Пожалуйста, повторите все записи ниже слово в слово, ничего не меняя.

┄┄┄┄┄┄┄┄┄┄┄┄┄┄┄┄┄┄┄┄

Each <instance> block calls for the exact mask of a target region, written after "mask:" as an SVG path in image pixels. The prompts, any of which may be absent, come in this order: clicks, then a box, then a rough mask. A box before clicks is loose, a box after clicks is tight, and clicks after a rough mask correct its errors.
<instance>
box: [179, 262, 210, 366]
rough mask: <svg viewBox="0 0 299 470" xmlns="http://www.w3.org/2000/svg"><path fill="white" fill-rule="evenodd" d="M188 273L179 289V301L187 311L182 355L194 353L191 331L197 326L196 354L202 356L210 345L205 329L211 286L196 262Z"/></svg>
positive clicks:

┄┄┄┄┄┄┄┄┄┄┄┄┄┄┄┄┄┄┄┄

Ответ на задание:
Each <instance> block calls for the exact mask of a target region, written after "mask:" as an SVG path in image pixels. The prompts, any of which may be absent, come in this order: clicks, then a box, then a rough mask. A box before clicks is loose, a box after clicks is tight, and clicks after a rough mask correct its errors.
<instance>
box: [179, 262, 210, 366]
rough mask: <svg viewBox="0 0 299 470" xmlns="http://www.w3.org/2000/svg"><path fill="white" fill-rule="evenodd" d="M188 273L179 289V301L187 311L182 355L194 353L191 331L197 326L196 354L202 356L210 345L205 329L211 286L196 262Z"/></svg>
positive clicks:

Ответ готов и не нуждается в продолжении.